Input data:
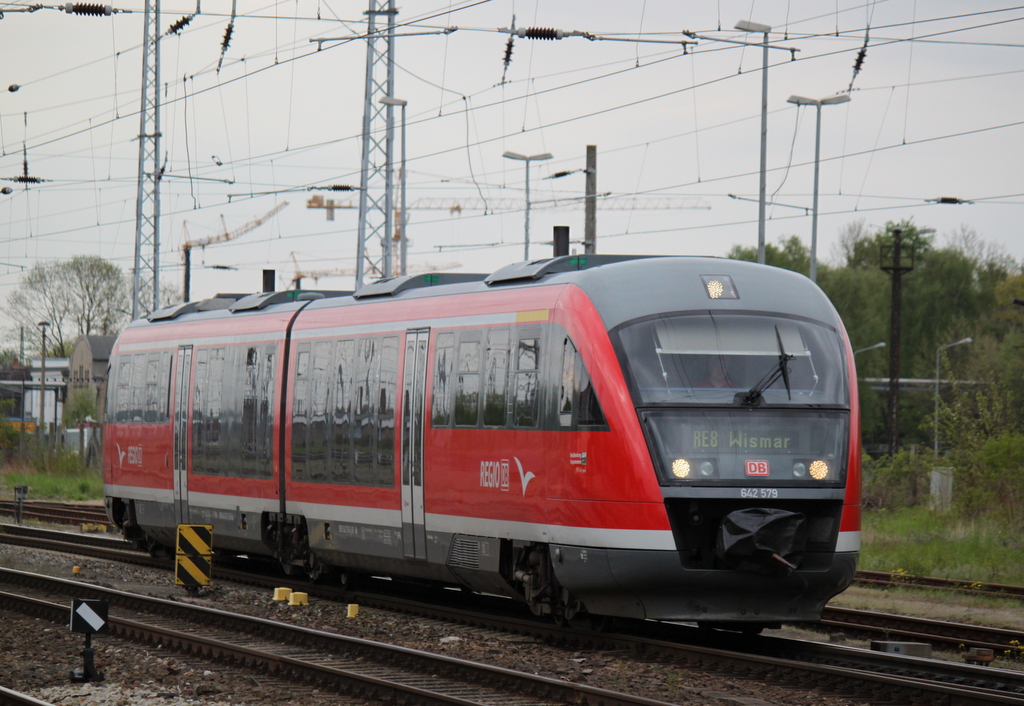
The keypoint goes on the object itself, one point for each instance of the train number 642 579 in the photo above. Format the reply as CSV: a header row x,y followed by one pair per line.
x,y
759,492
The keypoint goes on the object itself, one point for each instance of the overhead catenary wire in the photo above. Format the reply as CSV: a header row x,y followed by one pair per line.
x,y
252,162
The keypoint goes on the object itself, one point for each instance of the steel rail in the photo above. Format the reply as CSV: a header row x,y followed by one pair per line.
x,y
872,663
356,682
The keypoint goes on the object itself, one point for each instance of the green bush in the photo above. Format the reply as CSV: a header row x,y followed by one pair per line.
x,y
900,481
989,481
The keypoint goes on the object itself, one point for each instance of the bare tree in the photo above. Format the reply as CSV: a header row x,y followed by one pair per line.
x,y
85,295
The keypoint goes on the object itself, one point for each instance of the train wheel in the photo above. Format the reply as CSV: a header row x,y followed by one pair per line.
x,y
315,569
349,580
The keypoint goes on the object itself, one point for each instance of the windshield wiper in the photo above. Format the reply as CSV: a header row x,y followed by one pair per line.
x,y
753,397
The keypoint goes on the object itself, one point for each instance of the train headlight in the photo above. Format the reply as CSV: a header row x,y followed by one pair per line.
x,y
681,468
719,287
819,469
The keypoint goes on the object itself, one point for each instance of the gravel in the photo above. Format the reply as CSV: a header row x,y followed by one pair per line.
x,y
37,657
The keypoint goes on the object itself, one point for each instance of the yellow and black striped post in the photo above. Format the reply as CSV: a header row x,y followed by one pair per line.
x,y
194,557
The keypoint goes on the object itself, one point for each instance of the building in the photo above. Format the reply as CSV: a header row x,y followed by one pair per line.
x,y
88,366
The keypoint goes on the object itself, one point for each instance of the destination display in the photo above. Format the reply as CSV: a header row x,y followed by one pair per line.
x,y
735,447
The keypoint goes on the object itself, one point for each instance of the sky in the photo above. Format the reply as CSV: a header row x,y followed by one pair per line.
x,y
936,111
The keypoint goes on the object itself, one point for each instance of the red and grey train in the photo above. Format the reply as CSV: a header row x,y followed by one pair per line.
x,y
659,438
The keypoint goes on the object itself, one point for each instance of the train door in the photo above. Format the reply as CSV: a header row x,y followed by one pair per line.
x,y
181,386
413,514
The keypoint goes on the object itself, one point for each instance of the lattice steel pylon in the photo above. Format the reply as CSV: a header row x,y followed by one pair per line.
x,y
145,275
378,148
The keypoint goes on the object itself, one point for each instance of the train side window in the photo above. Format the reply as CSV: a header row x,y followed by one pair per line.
x,y
257,401
250,412
138,370
496,377
441,397
367,384
165,387
467,398
152,413
341,449
578,391
590,412
199,409
320,385
526,382
385,411
567,390
214,413
264,438
123,410
300,413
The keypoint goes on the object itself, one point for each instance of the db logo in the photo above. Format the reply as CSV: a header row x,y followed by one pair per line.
x,y
757,467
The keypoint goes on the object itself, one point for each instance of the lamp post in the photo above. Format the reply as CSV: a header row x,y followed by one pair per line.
x,y
42,383
747,26
937,353
527,160
830,100
402,241
880,344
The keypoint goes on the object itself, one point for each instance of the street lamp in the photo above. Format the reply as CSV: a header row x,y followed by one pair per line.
x,y
42,383
880,344
527,160
830,100
747,26
402,247
937,351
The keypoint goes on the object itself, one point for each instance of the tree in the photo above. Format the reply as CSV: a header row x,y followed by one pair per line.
x,y
85,295
961,288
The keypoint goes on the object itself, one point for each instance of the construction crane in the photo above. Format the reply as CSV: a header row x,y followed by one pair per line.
x,y
315,276
219,238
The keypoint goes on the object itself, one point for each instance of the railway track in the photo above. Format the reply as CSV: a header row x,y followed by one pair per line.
x,y
76,513
897,579
845,670
349,665
59,512
9,697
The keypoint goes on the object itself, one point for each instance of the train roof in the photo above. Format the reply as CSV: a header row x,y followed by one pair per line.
x,y
622,287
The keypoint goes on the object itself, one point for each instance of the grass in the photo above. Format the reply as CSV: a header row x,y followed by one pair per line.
x,y
53,475
924,542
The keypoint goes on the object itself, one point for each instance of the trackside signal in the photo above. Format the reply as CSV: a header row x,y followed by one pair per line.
x,y
194,556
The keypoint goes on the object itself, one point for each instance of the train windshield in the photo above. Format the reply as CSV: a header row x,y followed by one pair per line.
x,y
734,359
732,447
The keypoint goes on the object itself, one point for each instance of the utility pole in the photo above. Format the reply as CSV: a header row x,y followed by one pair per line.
x,y
145,274
590,206
893,262
378,144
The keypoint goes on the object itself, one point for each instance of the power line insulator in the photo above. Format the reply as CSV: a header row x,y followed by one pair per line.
x,y
87,8
180,25
860,58
539,33
508,51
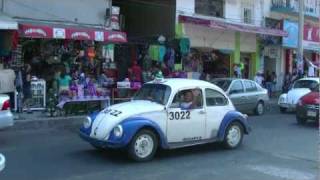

Task to complete: When you reach an image, pass over it, and retype all other material exactly.

Answer box:
The keypoint goes on the object itself, one point for each instance of the train number 642 579 in the photo above. Format the reply as CSV: a header row x,y followed by one pair per line.
x,y
759,492
The keypoint goes on the object itself, one point for each instance of the overhead catenary wire in the photo above. Format the reply as CSV: a header row x,y followed by one pair per line.
x,y
252,162
The keypoint goes on the object itself, one point for each instance of the steel rail in the photo above. Format the reply as CSV: a header row x,y followed by one pair per line.
x,y
872,663
356,682
The keypoint goes on the object itself, one point for each instance of the green bush in the photo above. Format the reply as CSV: a header row x,y followed by one pair per line.
x,y
900,481
989,481
The keypoint goes on the object itself, one point for each instance of the bare tree in the photo above. Format the reply as CSV: a header row x,y followed by one pair per line.
x,y
85,295
The keypoint goes on the object itself, one point for each instance of the train wheel in the photo above. Format the reply as CSV: a header row x,y followed by one pair per line.
x,y
315,569
349,580
The keypoint goes on the object itself, one point for each instance of the windshield wiper in the photo above. Format the reply as CSV: a header row x,y followed by one pair per line.
x,y
753,397
The keypoint goes on the object itself, one point for each instance of the train headlight in the photo above. Format the reply as CSV: a header row x,y followed by one pair per line.
x,y
681,468
719,287
819,469
The keypoint goes on the object itself, one point for each instance of the gravel in the photo above. Format the reply as CSV: a header row x,y followed by one pair per line.
x,y
37,657
The keypoint goes on the object itself, one point for each instance of the yellow and black striped post in the photo above. Format the reply as CSV: a header row x,y followed by one pair per line.
x,y
194,557
The keypoint goes on the object itself, one point for each instance of the building in the photo above. Format the reply as CSV: a header row x,y followed by one pair per line.
x,y
88,366
The keypoint goes on the object itself, one point for each instance of the destination display in the photo above. Format the reply as CSV: a header row x,y followed by one pair per line.
x,y
735,447
The keypoint goes on the object itself, one point for each instance of the sky in the photo above. Format the reply as CSV: a header row x,y followed by one pair per line.
x,y
936,111
The keypoint goes on the object itself, one point for each instance of the red and grey train in the photo above. Format the reply as CSV: a header row x,y followed by one pair per line.
x,y
659,438
The keypoint goes on the object itself, one point for each instance of the train door in the photo above. Format the reply as CSV: a header row x,y followed by one pair per line.
x,y
181,386
413,514
The keypoint goes on the object itself, one point for each instance of the lattice steel pylon in the photo above. Format the reply as CSV: a header row x,y followed by one pair per line.
x,y
145,275
378,148
The keypoint goes on the object itself, one point for each instance of the train side window in the photo above. Format the reply as CSV: a header row x,y followed by one pair per line.
x,y
257,401
250,412
138,370
496,377
441,397
367,384
165,387
467,398
152,413
341,449
578,391
590,412
199,409
320,385
526,382
385,411
567,390
214,413
264,438
123,410
300,413
The keypoint goes on the object itself, one point for each instance of the db logo in the photo above. Format the reply as CSV: a header row x,y followed by one pair per line.
x,y
757,467
The keypoint goes on the object itself, one point for each instance of the lamp post in the photo above. Format the reply as CSV: a header row x,y followed by one pair per line.
x,y
42,383
747,26
937,353
527,160
830,100
402,241
880,344
The keypoint goes on the object itself, one point for each instance of the street lamp in the photo above. Format the reply as CSV: a header row x,y followed by one pair per line.
x,y
42,383
880,344
527,160
830,100
747,26
402,247
937,351
The keypoint goes on the object itself, one point for each instance of the tree in the photo above. Format the reply as CSV: a header row x,y followed by one pair per line.
x,y
85,295
961,288
The keypoint goes on the object itself, one point for each instance of the construction crane in the photo above. Format the reply as CSV: a header row x,y followed by one pair per line.
x,y
315,276
219,238
The keypoint goes on the object itself, one point for each instance of the railway track in the photo above. Format the reply as CSV: a header row x,y followed by one pair per line.
x,y
76,513
897,579
845,670
349,665
59,512
9,697
The keypoint goes on the object itself, one point for each instance of the train roof in the photo above. Format the reply as CSV: a header row x,y followed by one pair per line.
x,y
622,287
The keypoint goes on the object itself, one point for each instance of the grass in the photo above. Format the reply as CSV: a header row x,y followed by one pair per line.
x,y
53,475
924,542
The keypoint goes on the object itself, one point for each instance of the trackside signal in the photo above. Format the reply as CSV: a header row x,y followed by one pair per line.
x,y
194,556
The keypoint goes on the object itself, one point for each instance of the train windshield in the photo above. Format the reply as CSV: a header row x,y followed by one pair per line.
x,y
734,359
732,447
The keypoint goes on the object itself, one point for each instance of the utility pole in the photo above. Format the reply as CSV: a header row x,y followed by one pair per line.
x,y
145,274
590,206
893,262
378,144
The keypoint goes on the object itself, one point for each instance of the power line insulator in the photo above. Format the reply as CSV: a header row x,y followed by one pair per line.
x,y
87,8
180,25
860,58
539,33
508,51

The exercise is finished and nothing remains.